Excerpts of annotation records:
* * *
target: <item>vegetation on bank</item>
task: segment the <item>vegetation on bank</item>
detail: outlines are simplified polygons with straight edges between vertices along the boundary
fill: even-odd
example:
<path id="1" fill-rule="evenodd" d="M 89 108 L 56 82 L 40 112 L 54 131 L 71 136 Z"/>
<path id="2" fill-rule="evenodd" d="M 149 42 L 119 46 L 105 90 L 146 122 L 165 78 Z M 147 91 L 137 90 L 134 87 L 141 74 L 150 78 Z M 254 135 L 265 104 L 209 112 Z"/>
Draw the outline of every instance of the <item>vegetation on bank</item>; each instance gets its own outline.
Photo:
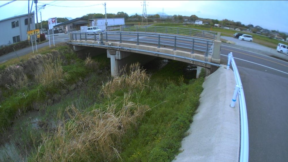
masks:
* * *
Edit the listing above so that "vegetation on bank" becomes "plants along the shore" wherever it occurs, with every other line left as it is. Leave the pictures out of your answer.

Answer for this exercise:
target: <item>plants along the shore</item>
task: segment the <item>plants along the shore</item>
detail: outlines are simplified polygons with straight edges between vertices along the boundary
fill: even-odd
example:
<path id="1" fill-rule="evenodd" d="M 89 108 L 56 82 L 40 112 L 54 131 L 71 136 Z"/>
<path id="2" fill-rule="evenodd" d="M 149 42 L 119 46 L 105 90 L 146 122 L 165 78 Z M 147 91 L 137 90 L 134 87 L 141 74 L 150 78 Z M 254 135 L 265 104 L 209 112 Z"/>
Draw the outline of every instance of the <item>plants along the shore</item>; each instance gets its own outline.
Photo:
masks:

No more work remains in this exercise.